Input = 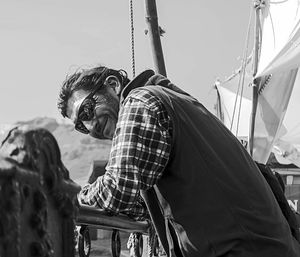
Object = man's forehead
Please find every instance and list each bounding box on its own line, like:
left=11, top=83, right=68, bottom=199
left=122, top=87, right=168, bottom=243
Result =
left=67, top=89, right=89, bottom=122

-------------------------

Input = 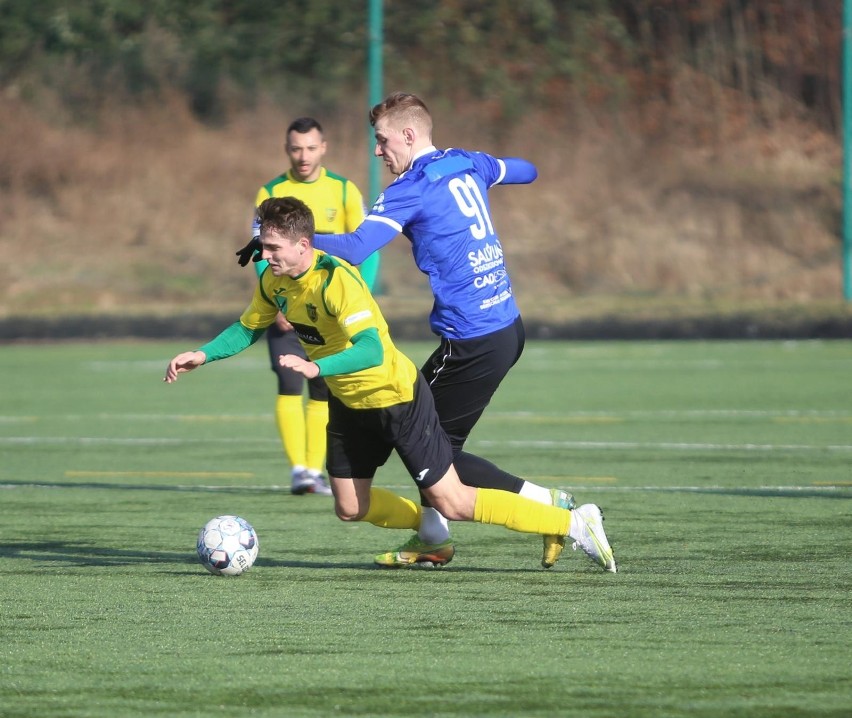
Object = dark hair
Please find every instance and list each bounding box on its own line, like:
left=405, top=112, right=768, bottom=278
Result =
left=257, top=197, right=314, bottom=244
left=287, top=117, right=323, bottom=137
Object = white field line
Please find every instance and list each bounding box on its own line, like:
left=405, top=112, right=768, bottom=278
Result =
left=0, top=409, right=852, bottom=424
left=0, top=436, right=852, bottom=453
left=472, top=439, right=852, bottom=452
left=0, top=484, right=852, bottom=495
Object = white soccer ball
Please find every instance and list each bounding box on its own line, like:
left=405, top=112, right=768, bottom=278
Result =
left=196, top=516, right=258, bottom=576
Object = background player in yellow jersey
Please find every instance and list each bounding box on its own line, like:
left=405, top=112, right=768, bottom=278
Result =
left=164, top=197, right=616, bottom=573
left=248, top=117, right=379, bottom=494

-------------------------

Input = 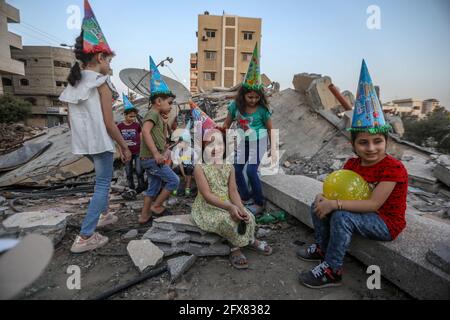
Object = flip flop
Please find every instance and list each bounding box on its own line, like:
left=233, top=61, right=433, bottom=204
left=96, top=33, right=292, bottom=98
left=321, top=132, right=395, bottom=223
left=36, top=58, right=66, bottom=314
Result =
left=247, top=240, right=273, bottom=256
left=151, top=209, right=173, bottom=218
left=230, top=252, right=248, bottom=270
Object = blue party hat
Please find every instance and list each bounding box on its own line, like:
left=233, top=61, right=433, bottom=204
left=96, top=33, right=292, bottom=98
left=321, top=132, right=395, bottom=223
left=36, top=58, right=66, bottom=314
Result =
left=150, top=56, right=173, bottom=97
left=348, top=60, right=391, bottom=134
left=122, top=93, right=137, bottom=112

-------------------------

Collect every line of the material above that contains the word "white", and copy each of those lines in full.

◆ **RESULT OF THIS EXERCISE**
Object = white field line
Object = white soccer ball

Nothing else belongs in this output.